» PROMPT: How many lines in the following entries contain the word "below"? Reply with the number only.

» RAW RECORDS:
----

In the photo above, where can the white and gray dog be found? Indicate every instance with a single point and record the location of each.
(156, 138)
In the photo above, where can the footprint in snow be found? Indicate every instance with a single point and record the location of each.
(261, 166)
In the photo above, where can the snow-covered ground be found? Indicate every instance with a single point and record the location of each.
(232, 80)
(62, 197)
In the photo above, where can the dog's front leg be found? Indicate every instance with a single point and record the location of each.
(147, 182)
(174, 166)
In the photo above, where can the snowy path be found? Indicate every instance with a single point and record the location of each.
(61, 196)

----

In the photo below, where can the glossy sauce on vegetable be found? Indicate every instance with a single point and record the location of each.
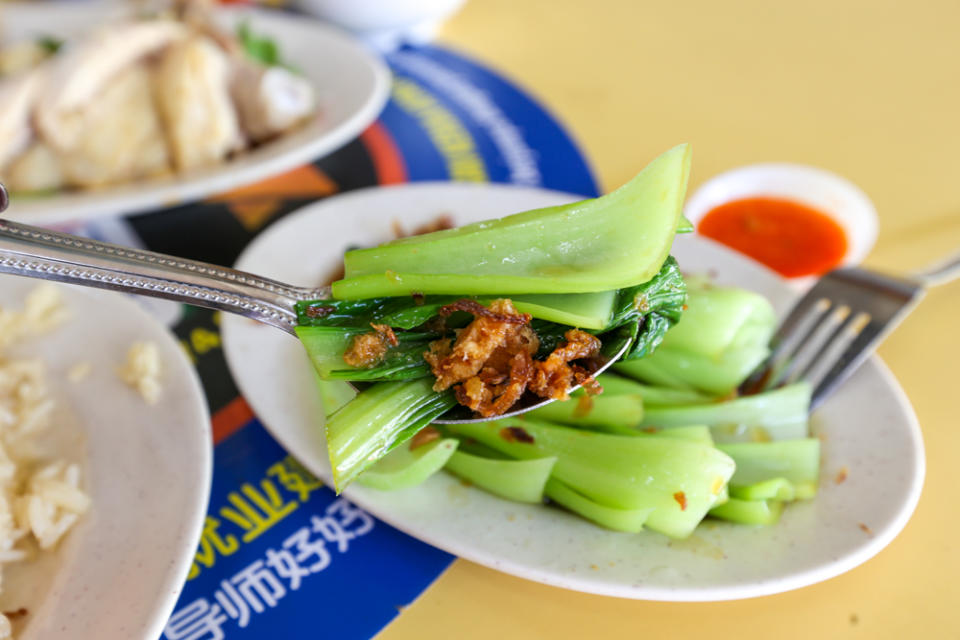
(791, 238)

----

» ANSWER: 1